* [QUESTIONS]
A – Using the blog post, explain why the writer's family has missed the blog.
B – In the blog post, how much money did the pharmacist save the family?

* [SUPPLIED PASSAGE]
I believe that we have a greater power to influence than we realize. I have been so blessed to be surrounded by so much good.

I am grateful.

Thursday, March 25, 2010

My Outlet

I have missed you, my lovely blog. My family has missed you because I haven't been using you to "dump" out my brain. I have several posts swimming around my head, but I will have to miss you a little bit longer. We went to the doctor yesterday. For the third time in six weeks, we have four ear infections and one infected throat. As a result, we have spent more on health care this month (insurance, doctor visits, prescriptions) than on our mortgage. Thank heaven for a wonderful pharmacist who gave us one prescription for both babies. Saved us $35. Bless you, Mr. Pharmacist.

So, once we get a few healthy ears, and I am able to get a little sleep, I will return. I have to go now because Spencer is climbing up my arm demanding to be loved and Paige is crying (for the fortieth time this morning) because she spilled her milk (again).

(Dataset entries)
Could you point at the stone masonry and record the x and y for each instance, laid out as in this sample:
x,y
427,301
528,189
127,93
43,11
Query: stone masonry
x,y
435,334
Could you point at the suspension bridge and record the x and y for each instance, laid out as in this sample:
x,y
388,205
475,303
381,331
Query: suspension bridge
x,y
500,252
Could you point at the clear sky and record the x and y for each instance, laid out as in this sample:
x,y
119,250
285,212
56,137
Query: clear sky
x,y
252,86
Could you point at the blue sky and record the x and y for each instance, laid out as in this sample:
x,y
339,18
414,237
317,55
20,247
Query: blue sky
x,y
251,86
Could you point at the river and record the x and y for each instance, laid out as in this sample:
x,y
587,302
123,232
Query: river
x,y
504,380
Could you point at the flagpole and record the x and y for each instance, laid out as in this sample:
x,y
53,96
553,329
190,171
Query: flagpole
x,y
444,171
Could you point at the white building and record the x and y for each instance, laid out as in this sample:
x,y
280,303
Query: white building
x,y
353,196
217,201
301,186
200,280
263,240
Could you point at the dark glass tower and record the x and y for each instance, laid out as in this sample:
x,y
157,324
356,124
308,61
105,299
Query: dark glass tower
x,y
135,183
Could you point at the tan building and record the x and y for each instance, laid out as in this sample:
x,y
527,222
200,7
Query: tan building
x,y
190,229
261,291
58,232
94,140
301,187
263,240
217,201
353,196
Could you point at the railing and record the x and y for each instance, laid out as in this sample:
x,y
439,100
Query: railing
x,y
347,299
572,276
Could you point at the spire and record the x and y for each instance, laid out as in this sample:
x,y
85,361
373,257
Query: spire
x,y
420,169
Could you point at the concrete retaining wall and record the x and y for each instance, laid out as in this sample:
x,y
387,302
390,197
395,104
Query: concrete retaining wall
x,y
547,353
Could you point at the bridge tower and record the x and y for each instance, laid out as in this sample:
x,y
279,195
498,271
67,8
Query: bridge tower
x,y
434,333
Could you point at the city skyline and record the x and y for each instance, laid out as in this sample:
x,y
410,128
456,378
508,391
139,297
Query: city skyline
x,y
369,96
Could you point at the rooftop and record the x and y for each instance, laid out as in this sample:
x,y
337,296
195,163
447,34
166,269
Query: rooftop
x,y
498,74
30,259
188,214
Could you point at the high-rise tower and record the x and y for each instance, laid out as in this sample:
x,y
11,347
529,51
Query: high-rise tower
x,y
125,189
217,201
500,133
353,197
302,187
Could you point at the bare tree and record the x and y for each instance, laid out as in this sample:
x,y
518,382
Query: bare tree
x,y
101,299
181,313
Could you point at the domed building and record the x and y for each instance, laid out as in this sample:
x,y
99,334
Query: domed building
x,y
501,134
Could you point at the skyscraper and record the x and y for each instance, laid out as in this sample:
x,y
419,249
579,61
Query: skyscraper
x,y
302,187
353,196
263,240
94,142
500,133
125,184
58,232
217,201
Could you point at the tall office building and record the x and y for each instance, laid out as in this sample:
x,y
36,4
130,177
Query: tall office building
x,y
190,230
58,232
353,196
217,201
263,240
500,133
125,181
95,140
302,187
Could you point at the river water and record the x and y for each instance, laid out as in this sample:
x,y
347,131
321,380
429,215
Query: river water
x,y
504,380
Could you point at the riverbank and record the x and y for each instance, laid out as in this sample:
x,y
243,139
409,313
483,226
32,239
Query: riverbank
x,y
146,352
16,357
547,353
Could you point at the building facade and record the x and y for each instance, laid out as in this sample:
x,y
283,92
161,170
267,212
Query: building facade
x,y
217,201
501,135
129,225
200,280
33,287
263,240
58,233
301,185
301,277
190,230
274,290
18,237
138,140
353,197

* [SOLUTIONS TO EACH TASK]
A – The family has missed it because the writer hasn't been using the blog to "dump" out her brain.

B – $35